Transcribe every entry word for word. Skip the pictures.

» **Data listing**
BEGIN

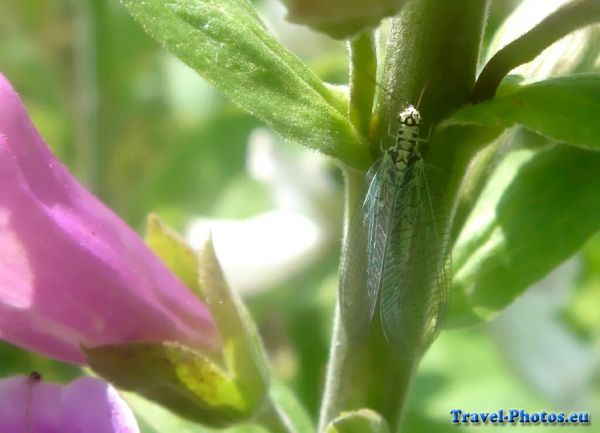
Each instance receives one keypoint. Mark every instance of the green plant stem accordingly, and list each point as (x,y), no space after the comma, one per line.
(568,18)
(433,50)
(363,69)
(342,386)
(274,420)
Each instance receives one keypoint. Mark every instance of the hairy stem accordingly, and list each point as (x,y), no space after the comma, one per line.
(343,389)
(363,67)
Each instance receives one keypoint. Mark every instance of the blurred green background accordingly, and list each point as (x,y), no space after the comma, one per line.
(146,134)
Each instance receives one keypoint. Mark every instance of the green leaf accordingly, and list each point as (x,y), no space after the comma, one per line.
(242,347)
(178,378)
(564,109)
(341,18)
(227,44)
(537,210)
(285,399)
(179,257)
(359,421)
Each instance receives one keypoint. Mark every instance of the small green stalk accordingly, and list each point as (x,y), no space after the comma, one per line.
(432,51)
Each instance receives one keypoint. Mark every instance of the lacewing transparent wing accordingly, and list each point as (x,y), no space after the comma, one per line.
(406,246)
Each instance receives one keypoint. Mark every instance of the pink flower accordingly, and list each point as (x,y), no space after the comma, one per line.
(71,272)
(84,405)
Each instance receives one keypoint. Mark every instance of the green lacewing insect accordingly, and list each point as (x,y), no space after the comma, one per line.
(406,245)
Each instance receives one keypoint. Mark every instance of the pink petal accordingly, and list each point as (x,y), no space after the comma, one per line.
(85,405)
(71,272)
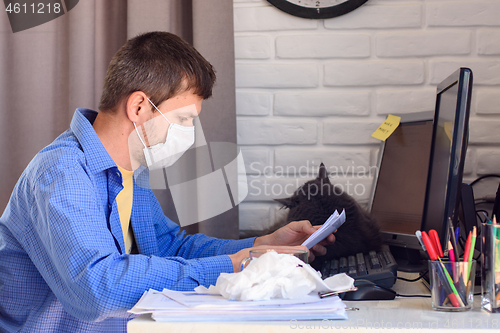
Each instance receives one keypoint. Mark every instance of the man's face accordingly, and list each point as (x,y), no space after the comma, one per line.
(180,109)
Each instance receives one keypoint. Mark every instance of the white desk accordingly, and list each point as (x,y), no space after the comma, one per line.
(399,315)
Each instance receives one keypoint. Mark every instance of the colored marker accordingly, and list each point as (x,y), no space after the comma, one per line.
(466,253)
(453,239)
(435,241)
(442,272)
(451,254)
(471,252)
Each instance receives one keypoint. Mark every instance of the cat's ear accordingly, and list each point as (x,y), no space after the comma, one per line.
(323,174)
(286,202)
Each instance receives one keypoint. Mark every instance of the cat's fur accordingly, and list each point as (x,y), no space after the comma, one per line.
(317,199)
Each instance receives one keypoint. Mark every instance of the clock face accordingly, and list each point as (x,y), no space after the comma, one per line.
(317,9)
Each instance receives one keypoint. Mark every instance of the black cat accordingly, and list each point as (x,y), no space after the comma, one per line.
(317,199)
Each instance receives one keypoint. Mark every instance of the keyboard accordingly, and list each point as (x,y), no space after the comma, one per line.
(378,267)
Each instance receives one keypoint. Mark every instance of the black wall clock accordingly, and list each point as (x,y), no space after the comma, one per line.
(317,9)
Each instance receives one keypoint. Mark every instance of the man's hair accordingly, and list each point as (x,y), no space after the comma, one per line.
(159,64)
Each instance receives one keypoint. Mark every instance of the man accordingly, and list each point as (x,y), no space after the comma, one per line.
(80,241)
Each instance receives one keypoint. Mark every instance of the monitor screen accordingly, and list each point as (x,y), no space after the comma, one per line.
(449,146)
(399,188)
(421,166)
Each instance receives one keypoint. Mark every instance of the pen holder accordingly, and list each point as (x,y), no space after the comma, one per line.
(452,284)
(490,268)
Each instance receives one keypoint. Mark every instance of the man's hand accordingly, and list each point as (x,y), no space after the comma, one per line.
(295,233)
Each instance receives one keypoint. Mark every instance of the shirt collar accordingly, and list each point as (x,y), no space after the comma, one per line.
(97,156)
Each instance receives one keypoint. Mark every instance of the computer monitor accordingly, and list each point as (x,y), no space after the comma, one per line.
(398,192)
(449,145)
(420,168)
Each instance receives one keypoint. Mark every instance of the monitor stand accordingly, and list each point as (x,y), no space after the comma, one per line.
(409,260)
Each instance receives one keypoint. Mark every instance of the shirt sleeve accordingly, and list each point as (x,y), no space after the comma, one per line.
(173,242)
(72,247)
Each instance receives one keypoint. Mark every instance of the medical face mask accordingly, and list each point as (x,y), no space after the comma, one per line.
(164,154)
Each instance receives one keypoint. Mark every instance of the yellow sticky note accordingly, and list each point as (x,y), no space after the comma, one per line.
(448,129)
(387,128)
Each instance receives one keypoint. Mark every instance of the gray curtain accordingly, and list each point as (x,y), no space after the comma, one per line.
(50,70)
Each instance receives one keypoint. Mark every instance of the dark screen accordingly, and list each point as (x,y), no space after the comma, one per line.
(399,197)
(437,206)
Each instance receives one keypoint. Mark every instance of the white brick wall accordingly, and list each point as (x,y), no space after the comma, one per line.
(312,91)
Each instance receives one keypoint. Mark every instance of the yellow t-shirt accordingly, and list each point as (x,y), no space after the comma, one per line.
(124,203)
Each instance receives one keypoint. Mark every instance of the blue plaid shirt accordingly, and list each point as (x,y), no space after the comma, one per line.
(63,267)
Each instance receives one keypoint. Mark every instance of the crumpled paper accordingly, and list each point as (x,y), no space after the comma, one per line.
(275,275)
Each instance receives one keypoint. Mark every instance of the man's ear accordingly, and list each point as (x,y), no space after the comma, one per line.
(138,107)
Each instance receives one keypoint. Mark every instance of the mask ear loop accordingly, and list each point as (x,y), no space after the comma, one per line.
(139,136)
(159,110)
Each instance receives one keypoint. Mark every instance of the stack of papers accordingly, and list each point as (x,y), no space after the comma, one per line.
(332,224)
(168,306)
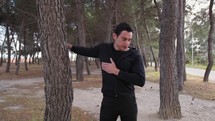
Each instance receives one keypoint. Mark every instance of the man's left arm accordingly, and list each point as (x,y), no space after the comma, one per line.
(136,77)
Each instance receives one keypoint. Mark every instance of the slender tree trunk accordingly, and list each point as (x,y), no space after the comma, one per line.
(19,52)
(87,65)
(210,43)
(25,51)
(81,39)
(2,52)
(18,60)
(110,13)
(56,65)
(148,37)
(180,56)
(8,48)
(169,96)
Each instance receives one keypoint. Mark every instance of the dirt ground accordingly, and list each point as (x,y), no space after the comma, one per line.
(89,99)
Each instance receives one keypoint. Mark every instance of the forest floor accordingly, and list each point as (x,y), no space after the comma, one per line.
(22,97)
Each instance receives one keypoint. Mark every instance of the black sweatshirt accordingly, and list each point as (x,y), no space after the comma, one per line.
(128,62)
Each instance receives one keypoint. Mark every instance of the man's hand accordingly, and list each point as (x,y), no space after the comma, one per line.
(110,67)
(69,46)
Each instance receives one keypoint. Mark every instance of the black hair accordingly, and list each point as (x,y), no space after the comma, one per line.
(122,27)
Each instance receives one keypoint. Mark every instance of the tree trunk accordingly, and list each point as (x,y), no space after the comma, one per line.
(2,52)
(210,43)
(180,56)
(25,52)
(81,39)
(8,48)
(110,13)
(87,65)
(18,60)
(169,97)
(57,68)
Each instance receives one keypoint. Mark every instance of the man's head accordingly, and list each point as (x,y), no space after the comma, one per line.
(122,27)
(122,36)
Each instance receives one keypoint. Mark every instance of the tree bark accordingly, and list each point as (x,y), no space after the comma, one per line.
(210,43)
(169,97)
(56,65)
(8,49)
(180,56)
(110,13)
(81,39)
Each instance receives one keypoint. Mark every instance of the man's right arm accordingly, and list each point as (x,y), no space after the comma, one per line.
(90,52)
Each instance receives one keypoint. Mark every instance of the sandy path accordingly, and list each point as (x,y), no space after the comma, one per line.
(148,104)
(147,99)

END

» **SOLVED PROBLEM**
Each instance receives one keypoint. Mark every instance of the green plant stem accordingly, and list each point as (x,y), no space after the comma, one per line.
(568,18)
(433,50)
(363,69)
(342,386)
(274,420)
Each instance receives one keypoint. Mark every instance of the hairy stem accordingly, and list each point as (x,y), no space after the comma, one per line.
(343,389)
(363,67)
Each instance receives one keypoint. Mark every instance of the blurred green background accordingly, and list each point as (x,y), no space after the comma, one per line.
(146,134)
Each instance receives one keypoint. Mark every instance of the green leaf accordingly, and list each point as (x,y), no space after the comma, one per line.
(242,347)
(178,378)
(564,109)
(341,18)
(227,44)
(537,210)
(285,399)
(179,257)
(359,421)
Each instance receives one keypoint. Mark every instance of the small green stalk accordingly, and list each point as (x,y), no space after the comma, one per line.
(432,51)
Each instance receives one keypoint. Mark every instance of the lacewing transparent wing accordingly, and list each point as (x,y), no space after the comma, one per line.
(406,246)
Each instance receives one keypoint. Mark every instance of the pink flower accordingly, and list each point as (x,y), no space after the comma, one per line.
(71,272)
(84,405)
Each instance receives one keypoint. Mark every instance of the green lacewing insect accordingly, and list each point as (x,y), no space after the comma, one per line.
(406,245)
Each instance receives one keypoint. Mark every instance of the pink petal accordingly, and list each point as (x,y), no space after the comma, one per line.
(85,405)
(71,272)
Each instance receives one keypoint. Mark every instance of the man's face accordingly, and list each point as (x,y), no space after the comma, one per line.
(180,109)
Each instance receives one keypoint. Mark every instance of the white desk accordingly, and list each point as (x,y), no space after the comma, one per line.
(399,315)
Each instance receives one keypoint. Mark every instance of the colored marker accordingly, and list each point as (x,y), no space after the comma, one per line.
(466,253)
(453,239)
(435,241)
(442,272)
(451,254)
(471,252)
Each instance receives one keypoint. Mark every instance of the cat's ear accordingly, and list each point as (x,y), no space after the comma, one per line.
(323,174)
(286,202)
Each instance receives one keypoint. Mark every instance of the cat's fur accordingly, and list each point as (x,y), no space after the comma, one per line.
(317,199)
Each instance receives one keypoint. Mark every instance of the clock face accordingly, and list each point as (x,y), no space after the comma, one per line.
(317,9)
Each instance receives one keypoint. Mark every instance of the black cat accordingly, and list each point as (x,y), no space after the comma, one per line.
(317,199)
Each instance receives one keypoint. Mark every instance of the keyboard accordingly, and list each point as (x,y), no space after the comma, one per line.
(378,267)
Each instance receives one keypoint. Mark every instance of the black wall clock accordingly, and list each point as (x,y), no space after the comma, one per line.
(317,9)
Each instance receives one keypoint. Mark every instance of the man's hair accordingly, and list each point as (x,y), no space after the comma, one per line.
(159,64)
Each instance receives one keypoint. Mark every instance of the man accordingly, and list each point as (x,y), no space after the comma, one per line.
(80,241)
Each instance receives one keypoint. Mark every instance of the monitor screen accordingly, and list each point as (x,y), no space after the comma, one per line.
(449,146)
(399,188)
(421,166)
Each instance receives one keypoint. Mark every instance of the pen holder accordingly, and list each point as (x,y), no space after the comma, one per line.
(452,284)
(490,268)
Each instance receives one keypoint. Mark every instance of the man's hand accordingly, and list each point as (x,y), no space after the comma, one per line.
(295,233)
Each instance receives one keypoint. Mark every instance of the shirt collar accordingly, and list each point as (x,y), no space after the comma, one per line.
(97,156)
Each instance receives one keypoint. Mark every instance of the computer monitor accordingly, and list each point as (x,y), no space after the comma, one per line.
(398,192)
(449,145)
(420,168)
Each instance receives one keypoint. Mark every instance of the monitor stand accordingly, and list each point as (x,y), no space after the comma, one per line.
(409,260)
Each instance receives one keypoint. Mark every instance of the shirt sleeve accordingly, and list each point as (x,y), no space after the comma, one per line.
(173,242)
(72,247)
Each instance receives one keypoint. Mark every instance of the medical face mask accordingly, and list each point as (x,y), no space after the comma, one per line.
(164,154)
Each instance receives one keypoint. Mark every instance of the yellow sticky note accordingly, and list each point as (x,y), no space after the comma, one per line.
(448,129)
(387,128)
Each instance receives one keypoint. Mark every instance of the gray curtain accordingly, and list each point as (x,y), no space after the comma, one per line.
(50,70)
Each instance receives one keypoint. Mark every instance of the dark screen accordingly, and list each point as (x,y), no space after the comma, one per line.
(399,197)
(437,206)
Each instance receives one keypoint. Mark every instance of the white brick wall accordingly, and list each point as (x,y), no space after the comma, one per line.
(312,91)
Each instance receives one keypoint. Mark every instance of the yellow t-shirt accordingly, and list each point as (x,y), no space after the comma, one per line.
(124,203)
Each instance receives one keypoint. Mark every instance of the blue plaid shirt accordingly, and list each point as (x,y), no space after the comma, one per line.
(63,267)
Each instance receives one keypoint. Mark every instance of the crumpled paper accordingly, and list each point as (x,y), no space after the comma, one per line.
(275,275)
Each instance receives one keypoint. Mark every instance of the man's ear accordingly, and list each point as (x,y), no space after the comma, one per line.
(138,107)
Each instance receives one keypoint. Mark every instance of the mask ear loop accordingly, and list each point as (x,y), no space after the comma, one per line.
(139,136)
(159,110)
Each instance receives one keypoint. Mark every instance of the stack of papers accordingly, and list each point as (x,y), no space after the comma, one per line.
(332,224)
(168,306)
Each instance receives one keypoint. Mark every instance of the man's left arm accordingly, and list each point as (x,y), no space after the comma, one per line.
(136,77)
Each instance receives one keypoint. Mark every instance of the slender tree trunk accordingly, and list each point as (x,y), no space after the comma, one per line.
(19,52)
(87,65)
(210,43)
(25,51)
(81,39)
(2,52)
(18,60)
(110,13)
(56,65)
(148,37)
(180,56)
(8,48)
(169,96)
Each instance receives one keypoint. Mark every instance of the dirt ground accordingly, and list each point as (x,y), no space after the comma, one per line.
(89,99)
Each instance receives one keypoint. Mark every instance of the forest floor accordingly, and list each point as (x,y), no space after the comma, one per line.
(22,97)
Each instance receives one keypoint. Mark every instance of the black sweatshirt accordingly, and list each point as (x,y), no space after the comma, one per line.
(128,62)
Each instance receives one keypoint. Mark every instance of the man's hand accordingly, and list each point as (x,y), no space after the comma, one per line.
(110,67)
(69,46)
Each instance receives one keypoint. Mark every instance of the black hair accordingly, and list each point as (x,y), no space after the comma, one per line.
(122,27)
Each instance receives one keypoint. Mark every instance of the tree trunk accordingly, and list each point as (x,y), no space after the comma, one per line.
(2,52)
(210,43)
(180,56)
(25,52)
(81,39)
(8,48)
(110,13)
(87,65)
(18,60)
(169,97)
(57,68)
Each instance receives one keypoint. Mark every instance of the man's head accordingly, and list each point as (x,y), no space after the comma, one per line.
(122,27)
(122,36)
Each instance receives one keypoint. Mark every instance of the tree bark accordingly, and list each point as (x,y), no space after the comma, one per line.
(210,43)
(169,97)
(56,65)
(8,49)
(180,56)
(110,13)
(81,39)
Each instance receives one keypoint. Mark every instance of the man's right arm accordingly, and list each point as (x,y), no space after the comma, one per line.
(90,52)
Each instance receives one keypoint. Mark every instance of the sandy path accordingly, and list each point as (x,y), no space after the comma, one per line.
(148,104)
(147,99)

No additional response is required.